===== Task inputs

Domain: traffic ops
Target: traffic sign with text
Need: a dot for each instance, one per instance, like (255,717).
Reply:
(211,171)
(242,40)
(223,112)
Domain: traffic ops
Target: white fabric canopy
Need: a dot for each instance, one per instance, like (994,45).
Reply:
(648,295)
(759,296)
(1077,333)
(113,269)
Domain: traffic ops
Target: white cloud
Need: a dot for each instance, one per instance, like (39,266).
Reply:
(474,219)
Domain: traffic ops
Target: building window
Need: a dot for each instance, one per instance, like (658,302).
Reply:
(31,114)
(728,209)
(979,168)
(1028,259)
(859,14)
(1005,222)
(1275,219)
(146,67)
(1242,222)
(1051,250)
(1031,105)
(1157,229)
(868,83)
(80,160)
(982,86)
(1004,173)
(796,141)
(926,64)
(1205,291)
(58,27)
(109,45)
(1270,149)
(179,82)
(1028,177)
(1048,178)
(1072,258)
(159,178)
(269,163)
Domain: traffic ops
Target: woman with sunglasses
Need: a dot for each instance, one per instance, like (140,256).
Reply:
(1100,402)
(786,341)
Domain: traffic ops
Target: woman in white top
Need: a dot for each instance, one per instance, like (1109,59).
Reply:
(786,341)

==========
===== Task inputs

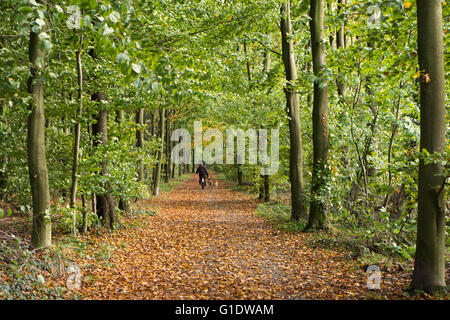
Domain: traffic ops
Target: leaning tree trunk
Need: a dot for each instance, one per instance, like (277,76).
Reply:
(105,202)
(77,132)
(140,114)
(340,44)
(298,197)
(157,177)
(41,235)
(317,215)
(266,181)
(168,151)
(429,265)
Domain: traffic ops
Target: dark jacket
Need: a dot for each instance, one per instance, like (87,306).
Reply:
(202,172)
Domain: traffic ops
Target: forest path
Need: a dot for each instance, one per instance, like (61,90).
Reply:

==========

When you reach the line with "Target: leaning tree trunk" in the records above, start writing out lines exactly, and stop once the line with "Target: dark jacket" has been written; include nothing else.

Target: leaning tree trunk
Need: a dot for each instance, one per instance, like (277,76).
Reply:
(105,202)
(77,132)
(140,114)
(340,44)
(298,197)
(157,177)
(41,235)
(317,215)
(266,181)
(168,151)
(429,265)
Domain: traffic ops
Target: dark jacket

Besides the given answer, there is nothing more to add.